** Opening Document segment block **

Learn to play Go

Overall reaction to the tutorial

  • Many find it well made: clear progression, engaging puzzles, minimal distractions, and no forced signup.
  • Annoyances: on mobile you can’t change many settings without an account; some UI confusion about whose move it is or what stones belong to whom.
  • One user hit apparently “wrong” life-and-death answers that turned out to be a browser dark‑mode issue hiding white stones.
  • Some feel parts are tedious or overlong (e.g., many near‑identical “count the liberties” quizzes).
  • Auto‑generated translations are criticized as low quality; some would prefer no translation or a volunteer‑driven approach.
  • A few think the older Flash-based OGS tutorial was more intuitive and polished.

Tactics vs strategy, and what the course teaches

  • Strong thread arguing the course is almost purely tactical: captures, cuts, life-and-death, ladders.
  • Critics say it largely omits:
    • Movement shapes (1‑point and 2‑point jumps, diagonal, keima/“horse” moves).
    • Fuseki / direction of play, influence vs territory, invasions, walls.
    • Sente/gote/tenuki and tradeoffs between “strong” vs “fast” play.
  • Debate over joseki/openings:
    • One side: early moves (fuseki/joseki) decide games and should be studied early.
    • Others (including strong amateurs) say beginners should delay joseki; opening mistakes are usually small, while tactical reading and fighting decide most games.
    • Several note the proverb “learn joseki, lose two stones”: memorizing sequences without understanding context can backfire.
  • Specific example problems (stretch vs jump) spark detailed shape/AI analyses and illustrate how hard it is to teach “direction” in a beginner course.

Go difficulty, ratings, and chess comparisons

  • New Go learners report being humbled by low online ranks despite reasonable chess skill.

** Closing Document segment block **

• _Work to complete_
1. Copy the Go tutorial summary word for word, everything from "Overall reaction to" down to "hiding white stones.".
2. Which tactical topics does the Go tutorial summary name when it calls the course almost purely tactical? List them.
The items are not needed here.

** Opening Record set block **

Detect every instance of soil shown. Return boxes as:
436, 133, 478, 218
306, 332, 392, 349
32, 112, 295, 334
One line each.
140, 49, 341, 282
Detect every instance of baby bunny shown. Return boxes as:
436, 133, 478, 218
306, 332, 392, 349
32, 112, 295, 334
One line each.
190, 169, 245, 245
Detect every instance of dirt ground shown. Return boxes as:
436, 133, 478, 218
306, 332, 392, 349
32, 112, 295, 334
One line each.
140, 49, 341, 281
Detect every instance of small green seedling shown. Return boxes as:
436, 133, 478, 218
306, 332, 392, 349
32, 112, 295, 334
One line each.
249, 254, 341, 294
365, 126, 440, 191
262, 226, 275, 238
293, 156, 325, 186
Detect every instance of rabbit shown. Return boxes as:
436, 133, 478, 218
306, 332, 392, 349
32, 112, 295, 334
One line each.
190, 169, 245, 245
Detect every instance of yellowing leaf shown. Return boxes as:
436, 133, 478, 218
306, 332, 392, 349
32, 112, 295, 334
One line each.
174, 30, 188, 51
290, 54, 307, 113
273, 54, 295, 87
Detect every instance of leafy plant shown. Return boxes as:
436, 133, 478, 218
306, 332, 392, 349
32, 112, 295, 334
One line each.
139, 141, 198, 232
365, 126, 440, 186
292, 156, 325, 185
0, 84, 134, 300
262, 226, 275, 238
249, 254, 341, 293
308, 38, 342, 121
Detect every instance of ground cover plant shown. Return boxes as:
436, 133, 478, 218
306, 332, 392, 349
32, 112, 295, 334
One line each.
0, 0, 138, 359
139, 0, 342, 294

** Closing Record set block **

• _Answers for this exercise_
1.
Overall reaction to the tutorial

  • Many find it well made: clear progression, engaging puzzles, minimal distractions, and no forced signup.
  • Annoyances: on mobile you can’t change many settings without an account; some UI confusion about whose move it is or what stones belong to whom.
  • One user hit apparently “wrong” life-and-death answers that turned out to be a browser dark‑mode issue hiding white stones.

2.
- Captures
- Cuts
- Life-and-death
- Ladders